*EXERCISE*.
An exact copy of every entry is needed, without any of the pictures.

*RECORDED DATA*.
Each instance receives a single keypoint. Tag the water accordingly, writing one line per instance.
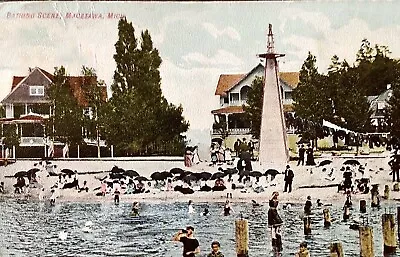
(32, 229)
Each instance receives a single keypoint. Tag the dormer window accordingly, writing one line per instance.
(36, 90)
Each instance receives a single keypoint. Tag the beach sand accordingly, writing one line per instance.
(376, 168)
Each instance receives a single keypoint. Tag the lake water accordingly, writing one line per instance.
(32, 229)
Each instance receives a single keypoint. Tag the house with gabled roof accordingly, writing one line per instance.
(28, 107)
(232, 90)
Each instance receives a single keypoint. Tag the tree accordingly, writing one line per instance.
(254, 108)
(96, 99)
(393, 111)
(66, 120)
(312, 99)
(139, 118)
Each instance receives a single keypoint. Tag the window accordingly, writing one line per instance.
(36, 90)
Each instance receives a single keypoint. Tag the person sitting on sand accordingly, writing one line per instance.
(303, 251)
(84, 187)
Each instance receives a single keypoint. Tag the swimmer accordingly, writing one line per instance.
(135, 209)
(227, 208)
(190, 207)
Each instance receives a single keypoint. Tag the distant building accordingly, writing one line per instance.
(378, 104)
(28, 107)
(232, 90)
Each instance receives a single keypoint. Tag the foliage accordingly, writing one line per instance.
(66, 121)
(393, 111)
(139, 117)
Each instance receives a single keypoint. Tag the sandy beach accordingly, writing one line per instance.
(376, 168)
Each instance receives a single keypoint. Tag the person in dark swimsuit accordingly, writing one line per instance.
(227, 208)
(275, 222)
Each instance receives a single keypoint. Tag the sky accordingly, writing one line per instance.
(197, 41)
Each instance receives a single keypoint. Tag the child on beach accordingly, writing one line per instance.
(215, 250)
(303, 251)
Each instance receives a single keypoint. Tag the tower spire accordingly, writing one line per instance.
(273, 146)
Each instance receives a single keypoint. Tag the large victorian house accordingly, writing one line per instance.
(232, 90)
(27, 108)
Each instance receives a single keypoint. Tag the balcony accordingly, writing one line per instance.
(32, 141)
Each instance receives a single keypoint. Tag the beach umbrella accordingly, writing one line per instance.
(166, 174)
(116, 175)
(351, 162)
(131, 173)
(231, 171)
(68, 171)
(256, 174)
(141, 178)
(116, 169)
(271, 172)
(20, 174)
(205, 175)
(189, 178)
(176, 171)
(325, 162)
(217, 175)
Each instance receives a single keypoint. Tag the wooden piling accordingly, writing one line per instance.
(336, 249)
(307, 225)
(389, 236)
(375, 196)
(398, 223)
(242, 238)
(363, 206)
(366, 241)
(327, 218)
(396, 187)
(346, 213)
(386, 192)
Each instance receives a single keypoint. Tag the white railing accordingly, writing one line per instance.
(32, 141)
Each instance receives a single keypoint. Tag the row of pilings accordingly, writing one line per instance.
(336, 249)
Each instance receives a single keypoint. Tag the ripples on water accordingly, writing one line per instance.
(32, 229)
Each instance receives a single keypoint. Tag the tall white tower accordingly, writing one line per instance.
(273, 146)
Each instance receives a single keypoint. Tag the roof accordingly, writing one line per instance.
(228, 81)
(239, 109)
(229, 109)
(20, 87)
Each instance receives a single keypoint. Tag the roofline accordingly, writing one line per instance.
(20, 83)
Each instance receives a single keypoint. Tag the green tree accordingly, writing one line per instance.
(253, 110)
(140, 118)
(96, 97)
(393, 112)
(66, 120)
(312, 99)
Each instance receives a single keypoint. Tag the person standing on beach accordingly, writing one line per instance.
(191, 245)
(215, 250)
(302, 151)
(289, 175)
(275, 222)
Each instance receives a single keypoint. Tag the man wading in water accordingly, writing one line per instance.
(190, 244)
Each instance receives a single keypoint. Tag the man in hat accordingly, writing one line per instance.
(191, 245)
(215, 250)
(289, 175)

*TASK SOLUTION*.
Each instance receives a single keypoint. Tag the water accordingly, writing one line per instance.
(32, 229)
Each instance receives a single keypoint. Tag the dormer window accordingly, writing one line per instance.
(36, 90)
Each instance receives a single keypoint. Tag the beach sand accordingly, writing one line per instance.
(376, 168)
Each instance receives a single keypoint. Tag the lake water accordingly, writing one line per instance.
(32, 229)
Each instance receives a single keypoint. Tag the house with gabled roof accordingly, writing one line per instance.
(28, 107)
(232, 90)
Each instance receives a single keypoint. Tag the tree accordingly, writing one line per instance.
(254, 108)
(96, 99)
(393, 111)
(66, 120)
(312, 99)
(139, 118)
Each instance receives a single keypoint. Tag the window accordingly, writing one line per instance.
(36, 90)
Each instance receives a single keypoint. Tag the person sitting on sand accordingly, writing one line per instance.
(303, 251)
(84, 187)
Each instance receives a single keypoint. Tag the swimmer accordingly, writing one line per instance.
(135, 209)
(227, 208)
(190, 207)
Each instance receives a single keypoint. Tag the distant building accordingly, writing one line per instance.
(378, 104)
(28, 107)
(232, 90)
Each instance receives a single keypoint. Tag the foliage accordingly, writing one line per instance.
(66, 121)
(393, 111)
(139, 117)
Each instance receives a single keypoint. Tag the sandy beach accordingly, writing one line per instance.
(376, 168)
Each instance receives a single keypoint. Tag the person in dark swimsuit accordingly, writing one line per instance.
(227, 208)
(275, 222)
Each instance receives a single keypoint. Tag the sky accordingly, writing one line per instance.
(197, 41)
Each instance receives a single keypoint. Tag the child on beach accordingly, writing one line per instance.
(215, 250)
(303, 251)
Each instance receives a single keypoint. Tag the tower spire accordingly, writing one line per instance.
(273, 146)
Each instance receives a single keypoint. Tag the large victorian house accordingly, writing one line per instance.
(232, 90)
(27, 108)
Each instance receives a single keypoint. Tag the balcony accordingly, writing one line per instance.
(32, 141)
Each instance receives a single keypoint. Tag the beach umbrella accordingly, writing one line per instance.
(166, 174)
(116, 175)
(351, 162)
(131, 173)
(231, 171)
(68, 171)
(256, 174)
(141, 178)
(116, 169)
(271, 172)
(20, 174)
(205, 175)
(189, 178)
(176, 171)
(325, 162)
(217, 175)
Each instance receives a single keypoint. Tag the wooden piling accordingly, writing one line per instance.
(336, 249)
(307, 225)
(389, 236)
(375, 196)
(398, 223)
(242, 238)
(363, 206)
(366, 241)
(327, 218)
(396, 187)
(346, 213)
(386, 192)
Each instance receives a single keypoint. Tag the white railing accordingly, writing one line per instance.
(32, 141)
Each instance receives a single keypoint. Tag the row of pilings accordingly, writing one line per instance.
(336, 249)
Each instance receives a single keypoint. Tag the ripples on water accordingly, writing one line per instance.
(32, 229)
Each instance receives a single keypoint. Tag the tall white tower accordingly, writing one line per instance.
(273, 146)
Each instance receives a single keypoint. Tag the roof accordingly, writing one line per instance.
(228, 81)
(239, 109)
(229, 109)
(20, 87)
Each instance receives a single keypoint. Tag the roofline accordingly, writing one line per instance.
(20, 83)
Each instance receives a single keypoint. Tag the green tree accordingly, writing one line per instance.
(253, 110)
(140, 118)
(96, 97)
(393, 112)
(66, 120)
(312, 99)
Each instance receives a single keypoint. Tag the person standing on beach accordingly, writing one line per instance.
(191, 245)
(215, 250)
(302, 151)
(289, 175)
(275, 222)
Each instance receives a single keypoint. Tag the man wading in water accordingly, writing one line per instance.
(190, 244)
Each instance receives a single keypoint. Tag the man in hat accordingly, writing one line per instance.
(191, 245)
(215, 250)
(289, 175)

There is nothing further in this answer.